## BEGIN
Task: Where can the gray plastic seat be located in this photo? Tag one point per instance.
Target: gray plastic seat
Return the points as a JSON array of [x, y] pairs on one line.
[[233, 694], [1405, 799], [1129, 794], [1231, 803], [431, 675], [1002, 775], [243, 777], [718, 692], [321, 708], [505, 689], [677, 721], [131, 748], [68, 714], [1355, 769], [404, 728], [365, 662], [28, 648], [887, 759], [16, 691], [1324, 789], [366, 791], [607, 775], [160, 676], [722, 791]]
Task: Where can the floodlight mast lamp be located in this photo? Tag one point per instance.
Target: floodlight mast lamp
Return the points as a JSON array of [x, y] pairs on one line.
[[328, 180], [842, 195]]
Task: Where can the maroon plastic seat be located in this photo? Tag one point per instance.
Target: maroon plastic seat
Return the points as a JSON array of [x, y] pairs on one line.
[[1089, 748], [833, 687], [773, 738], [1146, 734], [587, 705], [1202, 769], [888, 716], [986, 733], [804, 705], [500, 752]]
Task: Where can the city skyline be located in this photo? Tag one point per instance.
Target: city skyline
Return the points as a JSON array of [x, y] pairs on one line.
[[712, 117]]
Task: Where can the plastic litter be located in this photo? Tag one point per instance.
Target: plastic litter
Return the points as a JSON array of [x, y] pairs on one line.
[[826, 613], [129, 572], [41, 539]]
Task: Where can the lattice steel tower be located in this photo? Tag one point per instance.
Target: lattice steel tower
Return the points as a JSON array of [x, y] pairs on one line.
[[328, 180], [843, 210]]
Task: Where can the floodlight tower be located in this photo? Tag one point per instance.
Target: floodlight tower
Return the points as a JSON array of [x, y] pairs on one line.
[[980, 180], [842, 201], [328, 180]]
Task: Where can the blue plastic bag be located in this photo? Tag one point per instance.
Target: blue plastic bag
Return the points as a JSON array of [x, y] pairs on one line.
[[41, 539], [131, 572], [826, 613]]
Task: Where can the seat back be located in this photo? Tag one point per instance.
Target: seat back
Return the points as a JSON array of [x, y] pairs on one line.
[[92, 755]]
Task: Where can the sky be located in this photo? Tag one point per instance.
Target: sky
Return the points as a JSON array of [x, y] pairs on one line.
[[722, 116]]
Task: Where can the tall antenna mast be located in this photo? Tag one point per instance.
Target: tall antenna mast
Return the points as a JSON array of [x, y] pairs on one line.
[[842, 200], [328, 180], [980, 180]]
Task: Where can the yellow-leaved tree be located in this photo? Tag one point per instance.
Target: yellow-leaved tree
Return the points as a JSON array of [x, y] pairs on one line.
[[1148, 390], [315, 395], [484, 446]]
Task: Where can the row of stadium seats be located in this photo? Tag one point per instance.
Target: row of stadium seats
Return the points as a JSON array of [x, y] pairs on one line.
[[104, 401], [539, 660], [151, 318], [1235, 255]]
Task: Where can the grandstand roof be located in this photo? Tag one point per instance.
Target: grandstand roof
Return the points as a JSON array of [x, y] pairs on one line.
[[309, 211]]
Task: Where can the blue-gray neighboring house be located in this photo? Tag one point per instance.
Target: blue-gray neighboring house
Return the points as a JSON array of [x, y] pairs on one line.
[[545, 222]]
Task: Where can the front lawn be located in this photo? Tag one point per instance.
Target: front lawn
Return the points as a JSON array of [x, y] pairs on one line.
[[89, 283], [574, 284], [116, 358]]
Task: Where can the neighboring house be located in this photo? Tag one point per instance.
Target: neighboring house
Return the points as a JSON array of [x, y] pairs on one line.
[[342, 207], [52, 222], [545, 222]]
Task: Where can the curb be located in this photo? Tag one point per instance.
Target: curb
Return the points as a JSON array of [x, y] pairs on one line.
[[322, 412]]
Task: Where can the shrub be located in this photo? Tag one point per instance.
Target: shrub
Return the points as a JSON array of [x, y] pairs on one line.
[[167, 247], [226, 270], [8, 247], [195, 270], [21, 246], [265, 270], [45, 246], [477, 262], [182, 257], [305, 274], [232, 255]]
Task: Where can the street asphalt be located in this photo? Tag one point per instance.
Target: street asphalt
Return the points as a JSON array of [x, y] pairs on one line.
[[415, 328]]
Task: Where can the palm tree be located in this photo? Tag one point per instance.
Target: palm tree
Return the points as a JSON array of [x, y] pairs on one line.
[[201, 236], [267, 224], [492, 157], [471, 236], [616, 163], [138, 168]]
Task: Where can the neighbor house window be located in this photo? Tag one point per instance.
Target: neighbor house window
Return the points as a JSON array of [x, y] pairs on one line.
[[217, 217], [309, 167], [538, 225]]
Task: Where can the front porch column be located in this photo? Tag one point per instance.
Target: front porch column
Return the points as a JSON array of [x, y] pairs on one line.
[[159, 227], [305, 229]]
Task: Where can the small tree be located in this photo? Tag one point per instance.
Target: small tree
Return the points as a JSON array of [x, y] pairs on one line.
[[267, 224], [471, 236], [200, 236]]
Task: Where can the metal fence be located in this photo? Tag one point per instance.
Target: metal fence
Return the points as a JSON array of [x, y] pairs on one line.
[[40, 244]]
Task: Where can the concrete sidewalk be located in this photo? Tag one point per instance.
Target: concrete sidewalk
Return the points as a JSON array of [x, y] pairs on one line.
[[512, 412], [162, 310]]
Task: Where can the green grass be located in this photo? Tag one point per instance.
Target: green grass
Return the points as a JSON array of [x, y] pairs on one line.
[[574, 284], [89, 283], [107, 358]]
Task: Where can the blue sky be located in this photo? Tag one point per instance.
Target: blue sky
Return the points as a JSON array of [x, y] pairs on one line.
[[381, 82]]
## END
## TASK
Output all of the rows above as a JSON list of strings, with one string for each line and no blank lines.

## TASK SOLUTION
[
  "Task: Where can the gray plastic seat be located in this photo? Tag one point per instance.",
  "Target: gray plastic seat",
  "Return the points as a JSON array of [x, y] pairs on one line.",
  "[[233, 694], [1405, 799], [1129, 794], [1231, 803], [431, 675], [1002, 775], [243, 777], [718, 692], [321, 708], [505, 689], [677, 721], [131, 748], [68, 714], [1355, 769], [404, 728], [365, 662], [28, 648], [887, 759], [16, 691], [1324, 789], [366, 791], [607, 775], [160, 676], [722, 791]]",
  "Task: Where can the floodlight mast lamp be located in this photo? Tag one point per instance.",
  "Target: floodlight mast lamp",
  "Return the points as a JSON array of [x, y] pairs on one line.",
  "[[328, 180], [842, 195]]",
  "Task: Where can the maroon plastic seat be located in this photo? Tag one point per instance.",
  "Target: maroon plastic seat",
  "Return the points as a JSON array of [x, y] pairs on one line.",
  "[[1089, 748], [833, 687], [773, 738], [1146, 734], [587, 705], [1202, 769], [888, 716], [986, 733], [804, 705], [500, 752]]",
  "Task: Where can the city skyline be located in this photo? Tag one point per instance.",
  "Target: city skyline",
  "Return the points as a JSON array of [x, y] pairs on one line.",
  "[[712, 117]]",
  "Task: Where can the plastic litter be located in this photo? Tag one point per instance.",
  "Target: plastic litter",
  "Return the points as a JSON array of [x, y] pairs on one line.",
  "[[826, 613], [129, 572], [41, 539]]",
  "Task: Where can the lattice steel tower be located in this photo? Tag one point per instance.",
  "Target: lattice steel tower",
  "Return the points as a JSON array of [x, y] pairs on one line.",
  "[[328, 180], [843, 210]]",
  "Task: Where can the floodlight tower be located in this photo? Tag one point per instance.",
  "Target: floodlight tower",
  "Return the points as a JSON array of [x, y] pairs on one line.",
  "[[980, 180], [842, 201], [328, 180]]",
  "Task: Where can the blue plastic bag be located in this photo? Tag one point per instance.",
  "Target: blue plastic bag",
  "Return the points as a JSON array of [x, y] pairs on one line.",
  "[[41, 539], [131, 572], [826, 613]]",
  "Task: Where can the seat back be located in this photo? Tag one point per instance.",
  "Target: seat back",
  "Return the points as a JSON array of [x, y] pairs on one line.",
  "[[92, 755]]",
  "Task: Where can the sky be located in this photo? Tag one point per instance.",
  "Target: sky",
  "Return the points as a JSON array of [x, y] pairs on one line.",
  "[[722, 116]]",
  "Task: Where can the tall antenna mast be located in this photo? Tag one point per instance.",
  "Target: tall antenna mast",
  "Return the points as a JSON array of [x, y] pairs on one line.",
  "[[842, 200], [328, 180], [980, 180]]",
  "Task: Where can the yellow-leaved tree be located in this photo? Tag one point per instance.",
  "Target: yellow-leaved tree",
  "Return the points as a JSON array of [x, y] pairs on one line.",
  "[[1148, 390], [315, 395], [484, 446]]",
  "Task: Where can the row of stadium seats be located in this photo? Tag one point per instance.",
  "Target: row of stadium seats",
  "Return the points as a JSON array of [x, y] pairs on one line.",
  "[[104, 401], [539, 660], [151, 318], [1235, 255]]",
  "Task: Where can the grandstand roof be located in this photo? Tag one point per instance.",
  "Target: grandstand roof",
  "Return the points as a JSON array of [x, y] pairs on one line.",
  "[[309, 211]]",
  "Task: Where can the blue-gray neighboring house be located in this photo? Tag one point per instance.",
  "Target: blue-gray neighboring house",
  "Return the points as a JSON array of [x, y] pairs on one line.",
  "[[545, 222]]",
  "Task: Where can the front lawn be located in this photo? Tag one point per instance.",
  "Target: front lawn",
  "Return the points as a JSON array of [x, y] pairs on one line.",
  "[[89, 283], [574, 284], [116, 358]]",
  "Task: Where can the neighboring house be located in this photo? Tag one point per instance.",
  "Target: neighboring house",
  "Return the points as a JSON array of [x, y] pairs on one line.",
  "[[342, 207], [52, 222], [545, 222]]",
  "Task: Where can the curb be located in this photo? Tag one point per instance.",
  "Target: curb",
  "Return the points as a JSON array of [x, y] pairs on one line.",
  "[[322, 412]]",
  "Task: Where can the shrub be located in this photo? Tag one point per instance.",
  "Target: shrub",
  "Return the points as a JSON array of [x, y] pairs on one line.",
  "[[167, 247], [226, 270], [8, 247], [195, 270], [21, 246], [265, 270], [45, 246], [477, 262], [182, 257], [305, 274], [232, 255]]",
  "Task: Where can the street asphalt be located in this photo? Tag one point per instance.",
  "Target: street asphalt",
  "Return the points as a JSON array of [x, y] pairs on one line.",
  "[[415, 328]]",
  "Task: Where can the palm tree be located in this photo? Tag one point per instance.",
  "Target: palm tree",
  "Return the points as a JSON array of [x, y] pairs on one line.",
  "[[201, 236], [267, 224], [492, 157], [471, 236], [616, 163], [138, 168]]",
  "Task: Where can the neighbor house window be located in this photo? Tag one point per instance.",
  "Target: neighbor house window",
  "Return the points as a JSON array of [x, y] pairs on one line.",
  "[[217, 217], [309, 167], [538, 225]]",
  "Task: Where can the front porch column be located in this photo? Tag one point per instance.",
  "Target: front porch column",
  "Return the points as a JSON array of [x, y] pairs on one line.",
  "[[159, 227], [305, 229]]",
  "Task: Where can the small tree be located in this photo? Tag one point per instance.",
  "Target: small tree",
  "Return the points as a JSON array of [x, y] pairs on one line.",
  "[[267, 224], [471, 236], [200, 236]]",
  "Task: Where can the metal fence be located in this photo? Tag one point per instance.",
  "Target: metal fence",
  "Return the points as a JSON array of [x, y] pairs on one line.",
  "[[40, 244]]",
  "Task: Where can the concrete sidewalk be located in this photo? Tag one point per instance.",
  "Target: concrete sidewalk",
  "Return the points as a JSON array of [x, y] pairs on one line.",
  "[[512, 412], [162, 310]]",
  "Task: Where can the green grass be located in this photo? Tag one point per instance.",
  "Target: green grass",
  "Return the points as a JSON array of [x, y] pairs on one line.",
  "[[574, 284], [89, 283], [107, 358]]",
  "Task: Where can the blue sky be located in this photo? Tag one point per instance.",
  "Target: blue sky",
  "Return the points as a JSON array of [x, y] pairs on one line.",
  "[[381, 82]]"
]